## 文書抜粋
☆ ☆ ☆ ☆ ☆ ☆ ☆

2024年12月4日(水)

日本の漁業 こうすれば復活できる

2022年3月26日

海外から流入する「密漁・無報告」の水産物

 違法操業などは「違法・無報告・無規制(Illegal, Unreported and Unregulated)」の頭文字をとって「IUU漁業」と呼ばれ、持続可能な開発目標(SDGs)においてもその廃絶が目標として定められている。

 日本でIUU由来のものが流入しているのではないかと疑われているものとして、イカが挙げられる。ある研究によると、17年に900隻以上、18年に700隻以上の中国船が北朝鮮海域で違法漁業を行っており、日本と韓国を合わせた量(16万4000トン以上、4億4000万ドル以上)に匹敵するスルメイカを捕獲したと報告されている 。この違法漁業に関与する船団の規模は、中国の遠洋漁船隊全体の約3分の1の規模とも指摘されている 。

 別の研究によると、違法・無報告漁業由来のイカが輸入されたことにより、国内イカ産業の収益金額の15~29%に当たる243億~469億円が失われたと報告されている 。業界団体である全国いか釣り漁業協会も繰り返しIUU漁業に対する取り組みの強化を訴えている。

☆ ☆ ☆ ☆ ☆ ☆ ☆

## データ一覧
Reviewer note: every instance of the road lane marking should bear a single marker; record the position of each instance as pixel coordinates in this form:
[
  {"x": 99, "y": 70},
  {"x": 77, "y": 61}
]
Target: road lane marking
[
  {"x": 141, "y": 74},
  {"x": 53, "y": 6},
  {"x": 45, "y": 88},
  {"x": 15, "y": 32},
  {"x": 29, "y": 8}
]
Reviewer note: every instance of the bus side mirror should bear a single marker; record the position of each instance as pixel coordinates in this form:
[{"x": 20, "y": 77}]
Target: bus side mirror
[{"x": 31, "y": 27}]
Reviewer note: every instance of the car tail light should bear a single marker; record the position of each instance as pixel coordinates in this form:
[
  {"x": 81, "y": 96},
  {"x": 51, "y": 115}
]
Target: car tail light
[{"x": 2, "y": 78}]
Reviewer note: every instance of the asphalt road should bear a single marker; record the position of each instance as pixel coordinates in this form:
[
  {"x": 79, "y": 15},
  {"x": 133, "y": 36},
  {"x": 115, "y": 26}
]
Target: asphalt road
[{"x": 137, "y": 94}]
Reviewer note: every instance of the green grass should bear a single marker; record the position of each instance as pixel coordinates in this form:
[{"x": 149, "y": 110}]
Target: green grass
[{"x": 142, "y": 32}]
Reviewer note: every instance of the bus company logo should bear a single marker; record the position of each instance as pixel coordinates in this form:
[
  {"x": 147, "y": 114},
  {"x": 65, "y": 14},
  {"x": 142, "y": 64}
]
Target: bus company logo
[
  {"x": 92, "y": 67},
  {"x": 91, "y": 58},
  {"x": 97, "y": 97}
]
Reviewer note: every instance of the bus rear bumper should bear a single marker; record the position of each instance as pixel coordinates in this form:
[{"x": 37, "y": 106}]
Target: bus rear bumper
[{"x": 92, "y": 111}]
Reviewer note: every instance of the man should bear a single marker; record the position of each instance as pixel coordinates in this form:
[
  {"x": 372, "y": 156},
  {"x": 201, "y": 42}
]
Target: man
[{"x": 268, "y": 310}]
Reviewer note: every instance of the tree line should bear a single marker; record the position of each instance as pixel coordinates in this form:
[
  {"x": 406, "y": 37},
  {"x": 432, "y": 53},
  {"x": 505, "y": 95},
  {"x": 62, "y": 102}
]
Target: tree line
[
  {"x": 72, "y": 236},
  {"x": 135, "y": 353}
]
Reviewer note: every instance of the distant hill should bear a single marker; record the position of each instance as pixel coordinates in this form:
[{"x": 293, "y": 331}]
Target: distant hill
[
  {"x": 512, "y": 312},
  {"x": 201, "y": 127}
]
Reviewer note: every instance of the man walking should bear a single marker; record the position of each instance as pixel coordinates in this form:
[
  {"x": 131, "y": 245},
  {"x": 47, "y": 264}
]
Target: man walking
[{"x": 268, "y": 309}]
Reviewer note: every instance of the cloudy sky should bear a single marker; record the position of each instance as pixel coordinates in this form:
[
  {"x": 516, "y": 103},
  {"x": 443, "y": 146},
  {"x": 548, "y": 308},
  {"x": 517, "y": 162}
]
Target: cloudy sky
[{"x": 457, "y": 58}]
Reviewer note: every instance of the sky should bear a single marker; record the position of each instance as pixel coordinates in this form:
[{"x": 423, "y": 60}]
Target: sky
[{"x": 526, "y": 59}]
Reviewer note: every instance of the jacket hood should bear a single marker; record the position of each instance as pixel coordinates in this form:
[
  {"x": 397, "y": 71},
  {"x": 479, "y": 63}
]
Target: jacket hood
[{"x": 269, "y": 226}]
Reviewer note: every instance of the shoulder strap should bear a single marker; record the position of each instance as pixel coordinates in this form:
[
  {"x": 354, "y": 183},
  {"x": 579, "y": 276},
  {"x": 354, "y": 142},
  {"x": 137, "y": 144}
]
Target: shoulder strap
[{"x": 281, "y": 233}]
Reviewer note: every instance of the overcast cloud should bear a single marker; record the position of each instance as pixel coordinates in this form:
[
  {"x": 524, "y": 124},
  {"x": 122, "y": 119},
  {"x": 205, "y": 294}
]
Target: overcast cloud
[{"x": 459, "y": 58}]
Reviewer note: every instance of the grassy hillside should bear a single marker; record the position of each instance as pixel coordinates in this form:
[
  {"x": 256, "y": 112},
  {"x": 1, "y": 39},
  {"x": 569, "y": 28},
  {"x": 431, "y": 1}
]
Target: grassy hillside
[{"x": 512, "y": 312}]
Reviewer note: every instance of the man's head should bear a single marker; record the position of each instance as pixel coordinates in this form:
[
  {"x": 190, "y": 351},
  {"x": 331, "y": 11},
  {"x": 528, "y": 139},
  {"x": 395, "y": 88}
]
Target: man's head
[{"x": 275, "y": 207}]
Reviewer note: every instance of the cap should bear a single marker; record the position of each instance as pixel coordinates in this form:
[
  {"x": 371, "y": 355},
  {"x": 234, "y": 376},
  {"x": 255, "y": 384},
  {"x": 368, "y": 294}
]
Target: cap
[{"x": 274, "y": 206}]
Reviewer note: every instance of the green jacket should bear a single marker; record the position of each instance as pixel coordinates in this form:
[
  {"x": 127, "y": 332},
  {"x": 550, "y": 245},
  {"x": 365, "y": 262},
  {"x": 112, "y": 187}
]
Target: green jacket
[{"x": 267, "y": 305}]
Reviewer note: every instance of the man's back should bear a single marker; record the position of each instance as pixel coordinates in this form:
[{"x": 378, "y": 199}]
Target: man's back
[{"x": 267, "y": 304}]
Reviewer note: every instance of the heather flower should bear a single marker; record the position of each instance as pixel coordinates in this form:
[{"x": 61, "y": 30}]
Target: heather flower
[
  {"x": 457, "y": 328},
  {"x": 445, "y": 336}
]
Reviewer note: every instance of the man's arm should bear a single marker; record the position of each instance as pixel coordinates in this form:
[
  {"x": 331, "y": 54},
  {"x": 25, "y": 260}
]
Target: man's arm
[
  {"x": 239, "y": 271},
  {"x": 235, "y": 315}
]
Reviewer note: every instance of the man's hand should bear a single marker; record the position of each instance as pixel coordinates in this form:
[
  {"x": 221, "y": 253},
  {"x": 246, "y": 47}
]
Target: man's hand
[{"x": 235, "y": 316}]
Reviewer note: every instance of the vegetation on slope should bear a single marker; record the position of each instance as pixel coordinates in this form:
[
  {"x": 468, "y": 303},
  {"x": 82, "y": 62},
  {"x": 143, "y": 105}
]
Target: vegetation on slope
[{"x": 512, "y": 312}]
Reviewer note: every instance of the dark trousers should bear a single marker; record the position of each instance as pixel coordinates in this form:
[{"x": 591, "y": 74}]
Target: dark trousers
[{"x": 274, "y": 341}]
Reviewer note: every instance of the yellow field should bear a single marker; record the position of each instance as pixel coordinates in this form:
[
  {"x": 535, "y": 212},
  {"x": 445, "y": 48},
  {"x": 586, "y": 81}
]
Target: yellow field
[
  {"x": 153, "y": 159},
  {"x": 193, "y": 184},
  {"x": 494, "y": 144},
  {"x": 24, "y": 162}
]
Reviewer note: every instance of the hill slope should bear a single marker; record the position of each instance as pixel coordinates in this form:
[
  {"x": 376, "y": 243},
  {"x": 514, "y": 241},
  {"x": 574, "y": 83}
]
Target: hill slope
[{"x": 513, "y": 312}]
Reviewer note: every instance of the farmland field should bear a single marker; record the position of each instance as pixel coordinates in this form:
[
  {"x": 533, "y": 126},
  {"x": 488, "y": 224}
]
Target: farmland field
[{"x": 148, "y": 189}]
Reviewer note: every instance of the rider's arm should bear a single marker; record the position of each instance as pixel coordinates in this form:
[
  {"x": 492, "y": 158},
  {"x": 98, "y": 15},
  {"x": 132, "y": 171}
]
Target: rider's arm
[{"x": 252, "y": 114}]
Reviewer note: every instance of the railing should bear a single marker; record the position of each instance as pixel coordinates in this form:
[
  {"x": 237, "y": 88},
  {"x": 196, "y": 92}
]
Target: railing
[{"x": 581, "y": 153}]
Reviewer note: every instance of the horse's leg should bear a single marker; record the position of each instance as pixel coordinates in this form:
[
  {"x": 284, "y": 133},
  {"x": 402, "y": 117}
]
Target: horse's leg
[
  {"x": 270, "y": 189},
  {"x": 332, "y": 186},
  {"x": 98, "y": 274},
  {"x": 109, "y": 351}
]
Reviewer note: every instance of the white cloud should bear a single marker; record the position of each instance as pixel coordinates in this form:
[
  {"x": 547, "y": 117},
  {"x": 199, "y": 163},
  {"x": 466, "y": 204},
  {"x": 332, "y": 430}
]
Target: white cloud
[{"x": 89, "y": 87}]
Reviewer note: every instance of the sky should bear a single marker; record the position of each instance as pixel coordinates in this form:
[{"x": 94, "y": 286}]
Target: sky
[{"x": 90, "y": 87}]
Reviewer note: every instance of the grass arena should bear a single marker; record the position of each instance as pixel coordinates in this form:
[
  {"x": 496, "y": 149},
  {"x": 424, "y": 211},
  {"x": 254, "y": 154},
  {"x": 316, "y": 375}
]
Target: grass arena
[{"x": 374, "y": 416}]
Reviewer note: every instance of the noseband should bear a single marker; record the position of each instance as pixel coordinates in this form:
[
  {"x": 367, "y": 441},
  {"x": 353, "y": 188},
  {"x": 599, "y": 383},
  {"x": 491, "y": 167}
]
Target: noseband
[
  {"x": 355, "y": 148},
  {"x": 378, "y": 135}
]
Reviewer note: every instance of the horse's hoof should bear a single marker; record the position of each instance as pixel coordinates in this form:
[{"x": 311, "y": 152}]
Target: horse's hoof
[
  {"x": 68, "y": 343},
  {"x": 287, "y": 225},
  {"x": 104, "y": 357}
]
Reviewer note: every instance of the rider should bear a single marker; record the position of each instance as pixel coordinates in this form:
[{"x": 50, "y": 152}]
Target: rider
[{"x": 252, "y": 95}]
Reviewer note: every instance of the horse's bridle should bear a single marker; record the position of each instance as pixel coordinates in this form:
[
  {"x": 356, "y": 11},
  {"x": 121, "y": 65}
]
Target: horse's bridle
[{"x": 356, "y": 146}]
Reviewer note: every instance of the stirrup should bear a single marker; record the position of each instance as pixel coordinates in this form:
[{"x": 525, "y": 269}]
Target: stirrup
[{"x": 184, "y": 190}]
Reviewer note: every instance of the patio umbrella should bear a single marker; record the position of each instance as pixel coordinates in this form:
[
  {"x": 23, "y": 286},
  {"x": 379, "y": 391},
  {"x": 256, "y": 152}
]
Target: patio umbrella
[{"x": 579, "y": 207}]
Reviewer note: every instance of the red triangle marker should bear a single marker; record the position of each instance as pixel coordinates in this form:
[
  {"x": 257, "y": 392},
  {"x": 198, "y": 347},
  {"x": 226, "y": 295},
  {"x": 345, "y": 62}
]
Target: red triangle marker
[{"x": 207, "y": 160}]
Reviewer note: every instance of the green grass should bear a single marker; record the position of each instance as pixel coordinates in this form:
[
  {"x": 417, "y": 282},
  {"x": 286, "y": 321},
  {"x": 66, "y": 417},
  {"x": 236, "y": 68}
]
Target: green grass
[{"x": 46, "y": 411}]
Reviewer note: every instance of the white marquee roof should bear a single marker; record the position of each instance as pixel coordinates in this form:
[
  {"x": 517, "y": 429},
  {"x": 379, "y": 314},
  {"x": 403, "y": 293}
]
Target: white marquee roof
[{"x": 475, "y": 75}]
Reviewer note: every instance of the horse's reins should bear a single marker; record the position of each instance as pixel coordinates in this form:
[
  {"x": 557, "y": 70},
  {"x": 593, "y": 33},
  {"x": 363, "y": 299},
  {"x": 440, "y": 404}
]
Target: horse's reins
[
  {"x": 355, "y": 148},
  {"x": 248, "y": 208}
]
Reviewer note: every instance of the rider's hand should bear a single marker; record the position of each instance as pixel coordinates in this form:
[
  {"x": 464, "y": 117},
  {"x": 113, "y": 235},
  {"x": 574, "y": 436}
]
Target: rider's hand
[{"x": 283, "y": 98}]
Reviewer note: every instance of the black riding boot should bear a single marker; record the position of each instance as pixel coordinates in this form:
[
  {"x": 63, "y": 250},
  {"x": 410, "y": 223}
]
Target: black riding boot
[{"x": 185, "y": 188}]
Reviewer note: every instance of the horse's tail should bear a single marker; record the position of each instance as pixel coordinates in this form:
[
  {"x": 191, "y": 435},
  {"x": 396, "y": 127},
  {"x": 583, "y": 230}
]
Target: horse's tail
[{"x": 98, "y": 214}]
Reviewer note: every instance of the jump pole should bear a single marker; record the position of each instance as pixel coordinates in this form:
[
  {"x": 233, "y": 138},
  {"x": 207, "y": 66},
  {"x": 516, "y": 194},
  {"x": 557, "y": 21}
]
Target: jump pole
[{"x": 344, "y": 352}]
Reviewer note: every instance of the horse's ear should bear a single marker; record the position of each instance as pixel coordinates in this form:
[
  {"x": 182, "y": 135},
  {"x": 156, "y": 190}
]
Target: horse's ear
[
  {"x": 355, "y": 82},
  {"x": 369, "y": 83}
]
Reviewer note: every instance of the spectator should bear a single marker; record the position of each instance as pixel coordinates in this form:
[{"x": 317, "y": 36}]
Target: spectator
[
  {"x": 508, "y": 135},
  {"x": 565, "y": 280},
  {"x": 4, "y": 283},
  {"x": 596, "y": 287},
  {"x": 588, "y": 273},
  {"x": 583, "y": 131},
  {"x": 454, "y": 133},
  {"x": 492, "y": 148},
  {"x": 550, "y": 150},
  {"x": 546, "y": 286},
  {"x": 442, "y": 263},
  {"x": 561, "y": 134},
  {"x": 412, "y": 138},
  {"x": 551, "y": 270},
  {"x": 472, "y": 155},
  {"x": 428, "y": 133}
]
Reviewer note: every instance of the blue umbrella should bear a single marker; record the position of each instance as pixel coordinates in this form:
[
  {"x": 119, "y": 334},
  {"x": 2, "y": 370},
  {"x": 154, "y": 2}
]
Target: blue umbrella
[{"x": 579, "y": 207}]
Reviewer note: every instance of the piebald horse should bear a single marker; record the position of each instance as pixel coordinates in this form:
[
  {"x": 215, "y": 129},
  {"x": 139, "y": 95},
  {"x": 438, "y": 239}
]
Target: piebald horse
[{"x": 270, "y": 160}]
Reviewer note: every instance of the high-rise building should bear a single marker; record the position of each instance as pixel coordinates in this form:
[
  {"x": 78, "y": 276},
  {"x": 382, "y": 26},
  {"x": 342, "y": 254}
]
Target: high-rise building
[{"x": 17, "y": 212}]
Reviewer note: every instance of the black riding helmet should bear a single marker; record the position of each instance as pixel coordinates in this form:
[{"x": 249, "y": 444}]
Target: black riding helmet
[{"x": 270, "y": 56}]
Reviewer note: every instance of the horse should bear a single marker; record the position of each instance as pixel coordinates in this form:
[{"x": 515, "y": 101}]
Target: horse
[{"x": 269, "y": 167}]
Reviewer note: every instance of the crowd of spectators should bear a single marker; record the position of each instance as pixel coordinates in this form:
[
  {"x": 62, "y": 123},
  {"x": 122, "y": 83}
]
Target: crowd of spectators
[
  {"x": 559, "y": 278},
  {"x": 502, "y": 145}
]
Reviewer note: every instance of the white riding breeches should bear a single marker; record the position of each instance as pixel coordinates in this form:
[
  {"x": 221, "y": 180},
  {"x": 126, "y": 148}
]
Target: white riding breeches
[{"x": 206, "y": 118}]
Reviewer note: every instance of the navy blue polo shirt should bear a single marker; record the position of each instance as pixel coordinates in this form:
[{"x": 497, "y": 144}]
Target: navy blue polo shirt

☆ ☆ ☆ ☆ ☆ ☆ ☆

## 作成内容
漁業に関する文書抜粋のうち、「海外から流入する「密漁・無報告」の水産物」を含む語句から始めて「取り組みの強化を訴えている。」で終わる部分を、一字一句変えずに再掲してください。

## 本問の解答
海外から流入する「密漁・無報告」の水産物

 違法操業などは「違法・無報告・無規制(Illegal, Unreported and Unregulated)」の頭文字をとって「IUU漁業」と呼ばれ、持続可能な開発目標(SDGs)においてもその廃絶が目標として定められている。

 日本でIUU由来のものが流入しているのではないかと疑われているものとして、イカが挙げられる。ある研究によると、17年に900隻以上、18年に700隻以上の中国船が北朝鮮海域で違法漁業を行っており、日本と韓国を合わせた量(16万4000トン以上、4億4000万ドル以上)に匹敵するスルメイカを捕獲したと報告されている 。この違法漁業に関与する船団の規模は、中国の遠洋漁船隊全体の約3分の1の規模とも指摘されている 。

 別の研究によると、違法・無報告漁業由来のイカが輸入されたことにより、国内イカ産業の収益金額の15~29%に当たる243億~469億円が失われたと報告されている 。業界団体である全国いか釣り漁業協会も繰り返しIUU漁業に対する取り組みの強化を訴えている。